Dans l'article ci-dessous, condensez sous forme de liste le paragraphe qui commence par « C’est une véritable bombe » en gardant ses faits principaux.

____ EXTRAIT

Racisme, sexisme et misogynie : Robert Sarver enquêté par la NBA, les détails d’une affaire sombre autour du proprio des Suns
Le 06 nov. 2021 à 10:30 par Bastien Fontanieu
C’est une véritable bombe qui est tombée ce jeudi sur la planète NBA, et il nous fallait bien quelques heures pour prendre tous les éléments, tenants et aboutissants avant de nous exprimer dessus. Suite à une investigation signée Baxter Holmes d’ESPN incluant plus de 70 employés qui ont travaillé chez les Suns sur les 17 dernières saisons, Robert Sarver a été affiché salement en place publique. Racisme, sexisme et misogynie, le proprio de Phoenix est aujourd’hui dans le viseur de la NBA.
Voilà le genre de choses qu’on regrette de voir au basket, et dans n’importe quel sport d’une manière générale. Le genre de révélation désagréable au plus haut point, qui met la lumière dans des coulisses bien sombres et dévoile un cadre bien moins enchanteur que ce qui est diffusé au grand public. Installés dans les bas-fonds de la Ligue depuis des années, les Suns ont réalisé un retour spectaculaire sur la grande scène des darlings de la NBA la saison dernière, derrière les exploits de Devin Booker, Chris Paul et compagnie. Une participation aux Finales NBA face aux Bucks qui ne diffusait qu’un seul message, celui d’une franchise saine, allant dans la bonne direction et posant les bases solides pour représenter une figure à suivre dans les années à venir.

________
____ DONNÉES FOURNIES

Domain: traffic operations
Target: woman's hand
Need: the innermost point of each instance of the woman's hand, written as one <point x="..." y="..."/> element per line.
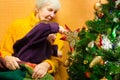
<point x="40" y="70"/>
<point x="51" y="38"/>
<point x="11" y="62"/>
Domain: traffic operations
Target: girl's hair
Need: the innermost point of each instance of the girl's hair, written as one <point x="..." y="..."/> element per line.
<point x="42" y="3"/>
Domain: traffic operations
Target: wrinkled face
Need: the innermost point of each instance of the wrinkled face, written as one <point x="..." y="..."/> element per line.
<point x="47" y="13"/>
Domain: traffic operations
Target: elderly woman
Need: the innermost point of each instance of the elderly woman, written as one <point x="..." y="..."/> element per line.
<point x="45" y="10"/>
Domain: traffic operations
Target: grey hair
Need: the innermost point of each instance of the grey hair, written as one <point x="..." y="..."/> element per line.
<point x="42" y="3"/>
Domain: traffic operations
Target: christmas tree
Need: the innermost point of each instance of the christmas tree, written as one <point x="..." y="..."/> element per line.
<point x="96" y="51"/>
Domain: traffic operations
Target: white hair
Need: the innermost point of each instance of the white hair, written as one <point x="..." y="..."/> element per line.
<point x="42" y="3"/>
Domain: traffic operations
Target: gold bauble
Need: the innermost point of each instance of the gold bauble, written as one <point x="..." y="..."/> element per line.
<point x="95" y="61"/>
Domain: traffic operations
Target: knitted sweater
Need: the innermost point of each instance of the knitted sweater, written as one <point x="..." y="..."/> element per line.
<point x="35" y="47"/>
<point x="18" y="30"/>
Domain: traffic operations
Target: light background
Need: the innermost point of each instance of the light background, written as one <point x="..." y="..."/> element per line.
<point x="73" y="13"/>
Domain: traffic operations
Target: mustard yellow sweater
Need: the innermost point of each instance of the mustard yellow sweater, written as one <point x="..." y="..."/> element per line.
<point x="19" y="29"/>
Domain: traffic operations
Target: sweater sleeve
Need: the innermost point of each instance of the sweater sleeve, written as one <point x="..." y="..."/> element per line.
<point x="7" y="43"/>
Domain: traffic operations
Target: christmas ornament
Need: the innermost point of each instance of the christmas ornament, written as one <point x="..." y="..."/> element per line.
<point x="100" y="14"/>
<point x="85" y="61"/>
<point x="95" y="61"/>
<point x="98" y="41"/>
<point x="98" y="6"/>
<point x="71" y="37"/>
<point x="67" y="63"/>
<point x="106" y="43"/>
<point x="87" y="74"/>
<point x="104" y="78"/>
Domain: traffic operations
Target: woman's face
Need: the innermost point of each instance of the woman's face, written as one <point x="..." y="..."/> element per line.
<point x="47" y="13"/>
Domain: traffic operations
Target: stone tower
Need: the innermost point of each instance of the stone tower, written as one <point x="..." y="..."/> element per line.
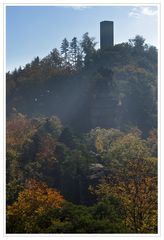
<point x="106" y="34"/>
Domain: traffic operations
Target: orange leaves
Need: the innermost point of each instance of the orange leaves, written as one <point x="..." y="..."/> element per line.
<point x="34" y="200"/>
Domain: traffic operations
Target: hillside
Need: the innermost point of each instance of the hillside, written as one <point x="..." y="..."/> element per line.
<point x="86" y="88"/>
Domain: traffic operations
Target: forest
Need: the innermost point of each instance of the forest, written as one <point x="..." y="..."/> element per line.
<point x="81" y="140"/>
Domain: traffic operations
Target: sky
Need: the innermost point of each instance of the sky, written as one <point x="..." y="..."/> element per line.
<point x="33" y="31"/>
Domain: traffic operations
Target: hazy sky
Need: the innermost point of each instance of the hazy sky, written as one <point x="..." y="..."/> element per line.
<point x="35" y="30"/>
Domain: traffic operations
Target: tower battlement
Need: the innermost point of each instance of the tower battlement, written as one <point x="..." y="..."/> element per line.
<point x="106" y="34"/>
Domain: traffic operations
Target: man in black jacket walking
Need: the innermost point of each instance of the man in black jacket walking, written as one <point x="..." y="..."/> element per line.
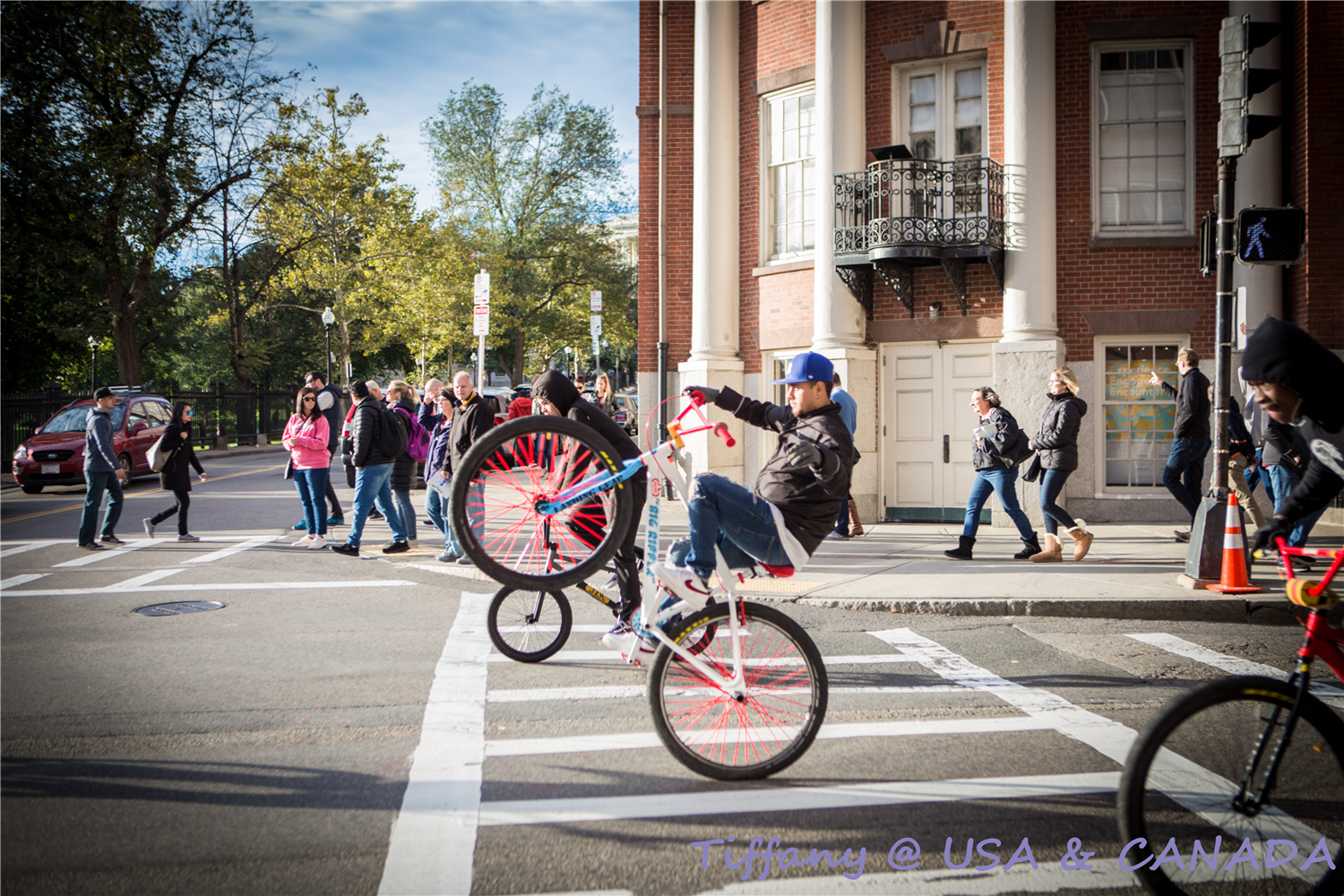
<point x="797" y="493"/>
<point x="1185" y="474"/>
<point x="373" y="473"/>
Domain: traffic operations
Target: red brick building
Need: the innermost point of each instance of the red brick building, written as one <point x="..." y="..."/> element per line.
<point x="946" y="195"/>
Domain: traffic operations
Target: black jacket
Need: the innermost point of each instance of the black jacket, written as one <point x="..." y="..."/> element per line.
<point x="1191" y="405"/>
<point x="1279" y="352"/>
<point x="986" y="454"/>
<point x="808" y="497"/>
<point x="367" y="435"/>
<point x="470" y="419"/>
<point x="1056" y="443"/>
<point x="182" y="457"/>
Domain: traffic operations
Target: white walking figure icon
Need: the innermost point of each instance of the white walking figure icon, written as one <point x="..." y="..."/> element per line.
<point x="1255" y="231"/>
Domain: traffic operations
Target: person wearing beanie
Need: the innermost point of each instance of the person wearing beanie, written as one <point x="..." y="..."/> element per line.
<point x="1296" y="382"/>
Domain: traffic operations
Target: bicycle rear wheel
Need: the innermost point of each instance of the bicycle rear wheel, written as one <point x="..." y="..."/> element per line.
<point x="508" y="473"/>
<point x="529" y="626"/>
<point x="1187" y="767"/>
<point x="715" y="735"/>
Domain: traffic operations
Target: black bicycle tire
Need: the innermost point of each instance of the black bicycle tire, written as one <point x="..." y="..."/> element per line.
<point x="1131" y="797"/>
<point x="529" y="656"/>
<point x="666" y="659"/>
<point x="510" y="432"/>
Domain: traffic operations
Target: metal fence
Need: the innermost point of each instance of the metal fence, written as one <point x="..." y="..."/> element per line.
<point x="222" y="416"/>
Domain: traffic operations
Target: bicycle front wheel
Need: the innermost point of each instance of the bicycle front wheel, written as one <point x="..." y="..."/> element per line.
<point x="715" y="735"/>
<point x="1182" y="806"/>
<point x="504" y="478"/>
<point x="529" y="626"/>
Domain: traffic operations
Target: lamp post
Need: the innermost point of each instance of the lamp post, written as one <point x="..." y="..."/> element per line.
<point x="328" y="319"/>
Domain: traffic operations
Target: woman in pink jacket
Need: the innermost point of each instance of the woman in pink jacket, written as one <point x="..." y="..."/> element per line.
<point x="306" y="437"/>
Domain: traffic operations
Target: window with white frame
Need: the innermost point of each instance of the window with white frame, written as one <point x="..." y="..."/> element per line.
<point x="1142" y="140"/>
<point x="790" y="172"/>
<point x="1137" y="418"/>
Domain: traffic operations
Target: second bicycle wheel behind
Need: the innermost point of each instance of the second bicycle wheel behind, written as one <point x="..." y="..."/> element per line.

________

=== RÉSULTAT FINAL ===
- Jeudi, une révélation a secoué la NBA.
- Elle vient d'une enquête de Baxter Holmes, d'ESPN, menée auprès de plus de 70 employés des Suns sur les 17 dernières saisons.
- Robert Sarver, propriétaire de Phoenix, y est mis en cause publiquement pour racisme, sexisme et misogynie.
- La NBA le vise désormais.